* Exercise prompt: All entries below are to be written out again exactly, but no picture is to be copied.

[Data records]
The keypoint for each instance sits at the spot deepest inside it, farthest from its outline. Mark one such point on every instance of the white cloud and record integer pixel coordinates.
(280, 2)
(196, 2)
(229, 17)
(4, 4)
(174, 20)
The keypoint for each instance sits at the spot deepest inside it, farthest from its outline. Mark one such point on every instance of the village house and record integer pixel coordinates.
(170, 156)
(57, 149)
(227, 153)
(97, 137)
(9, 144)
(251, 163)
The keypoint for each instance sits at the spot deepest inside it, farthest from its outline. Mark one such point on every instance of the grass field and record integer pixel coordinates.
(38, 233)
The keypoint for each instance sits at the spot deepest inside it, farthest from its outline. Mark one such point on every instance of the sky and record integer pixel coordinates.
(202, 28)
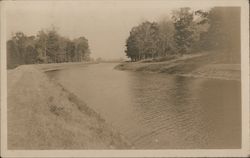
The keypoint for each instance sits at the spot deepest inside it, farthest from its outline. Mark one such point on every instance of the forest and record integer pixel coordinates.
(188, 31)
(46, 47)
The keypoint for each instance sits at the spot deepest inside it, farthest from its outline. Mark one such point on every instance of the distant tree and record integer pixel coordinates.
(82, 51)
(166, 38)
(183, 23)
(52, 45)
(132, 47)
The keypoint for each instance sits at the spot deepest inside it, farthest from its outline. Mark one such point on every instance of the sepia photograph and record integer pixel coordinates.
(125, 78)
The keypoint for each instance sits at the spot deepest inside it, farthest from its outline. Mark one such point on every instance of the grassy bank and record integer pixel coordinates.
(194, 65)
(44, 115)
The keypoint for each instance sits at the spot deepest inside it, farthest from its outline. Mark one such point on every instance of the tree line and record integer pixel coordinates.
(46, 47)
(188, 31)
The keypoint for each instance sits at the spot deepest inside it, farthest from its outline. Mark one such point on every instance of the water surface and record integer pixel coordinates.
(159, 111)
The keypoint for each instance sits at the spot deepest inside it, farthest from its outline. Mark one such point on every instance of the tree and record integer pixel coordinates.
(183, 23)
(52, 45)
(166, 38)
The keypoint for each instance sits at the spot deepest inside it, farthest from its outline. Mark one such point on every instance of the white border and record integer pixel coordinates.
(243, 152)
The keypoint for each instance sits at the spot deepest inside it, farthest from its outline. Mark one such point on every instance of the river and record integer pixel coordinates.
(160, 111)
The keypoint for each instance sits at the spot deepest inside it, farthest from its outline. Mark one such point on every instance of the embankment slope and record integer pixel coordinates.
(43, 115)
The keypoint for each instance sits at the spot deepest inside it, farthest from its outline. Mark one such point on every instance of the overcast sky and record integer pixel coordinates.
(106, 24)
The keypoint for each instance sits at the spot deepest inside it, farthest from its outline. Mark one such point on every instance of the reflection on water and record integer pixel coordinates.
(159, 111)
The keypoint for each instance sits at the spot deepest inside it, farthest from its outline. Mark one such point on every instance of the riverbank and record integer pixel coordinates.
(203, 65)
(44, 115)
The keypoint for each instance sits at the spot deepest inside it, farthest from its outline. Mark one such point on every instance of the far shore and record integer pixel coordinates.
(200, 65)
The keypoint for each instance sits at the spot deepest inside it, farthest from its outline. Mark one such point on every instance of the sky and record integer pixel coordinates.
(106, 24)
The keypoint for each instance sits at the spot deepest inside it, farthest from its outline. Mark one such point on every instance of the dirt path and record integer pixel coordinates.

* Task solution:
The keypoint for each instance sits at the spot deepest inside it, farthest from its outline. Mark one such point on every instance of the white cloud and record integer pixel coordinates.
(280, 2)
(196, 2)
(229, 17)
(4, 4)
(174, 20)
The keypoint for each instance sits at the spot deepest inside it, farthest from its outline. Mark one such point on every instance of the village house and record integer pixel coordinates.
(170, 156)
(57, 149)
(227, 153)
(97, 137)
(9, 144)
(251, 163)
The keypoint for each instance sits at the spot deepest inside it, farthest from its outline. Mark one such point on every instance of the grass field and record integer pixel coordinates.
(38, 233)
The keypoint for each instance sits at the spot deepest inside it, farthest from its outline. Mark one such point on every instance of the sky and record integer pixel coordinates.
(202, 28)
The keypoint for each instance sits at the spot deepest inside it, farthest from its outline. Mark one such point on every instance of the forest and record integer pixel coordinates.
(188, 31)
(46, 47)
The keypoint for each instance sits at the spot deepest inside it, farthest from its outline. Mark one such point on every instance of the distant tree and record integer pixel coordinates.
(82, 51)
(166, 38)
(183, 23)
(52, 45)
(132, 47)
The keypoint for each instance sits at the spot deepest inside it, farthest from its outline. Mark one such point on every instance of the sepia photograph and record integer pixel coordinates.
(125, 78)
The keypoint for each instance sits at the spot deepest inside it, farthest from its outline. Mark one such point on every instance of the grassy bank and record integer pixel coordinates.
(194, 65)
(44, 115)
The keypoint for each instance sits at the spot deepest inside it, farthest from its outline. Mark one such point on every instance of the tree line and record integer pixel coordinates.
(46, 47)
(188, 31)
The keypoint for each instance sits at the spot deepest inside it, farthest from its outline. Mark one such point on every instance of the water surface and record integer pixel coordinates.
(159, 111)
The keypoint for each instance sits at the spot deepest inside it, farthest from its outline. Mark one such point on every instance of the tree and record integer pixel coordinates.
(183, 23)
(52, 45)
(166, 38)
The keypoint for each instance sits at the spot deepest inside it, farthest from its outline. Mark one such point on every instance of the white border and record integer pixel coordinates.
(243, 152)
The keypoint for each instance sits at the spot deepest inside it, farthest from its outline. Mark one such point on every instance of the river and record integer pixel coordinates.
(160, 111)
The keypoint for each instance sits at the spot deepest inside it, farthest from its outline. Mark one such point on every instance of the embankment slope and record integer pixel coordinates.
(43, 115)
The keypoint for each instance sits at the spot deepest inside it, farthest from its outline. Mark one such point on every instance of the overcast sky and record integer pixel coordinates.
(106, 24)
The keypoint for each instance sits at the spot deepest inside it, farthest from its outline. Mark one such point on every instance of the reflection on water and record integer pixel coordinates.
(159, 111)
The keypoint for each instance sits at the spot deepest inside it, farthest from its outline. Mark one such point on every instance of the riverbank and record integer pixel coordinates.
(203, 65)
(44, 115)
The keypoint for each instance sits at the spot deepest inside it, farthest from its outline. Mark one such point on every instance of the far shore and record integer pixel coordinates.
(200, 65)
The keypoint for each instance sits at the spot deepest inside it, farthest from its outline. Mark one such point on every instance of the sky and record integer pixel coordinates.
(106, 24)
The keypoint for each instance sits at the spot deepest inside it, farthest from its outline. Mark one such point on every instance of the dirt path and record integer pixel coordinates.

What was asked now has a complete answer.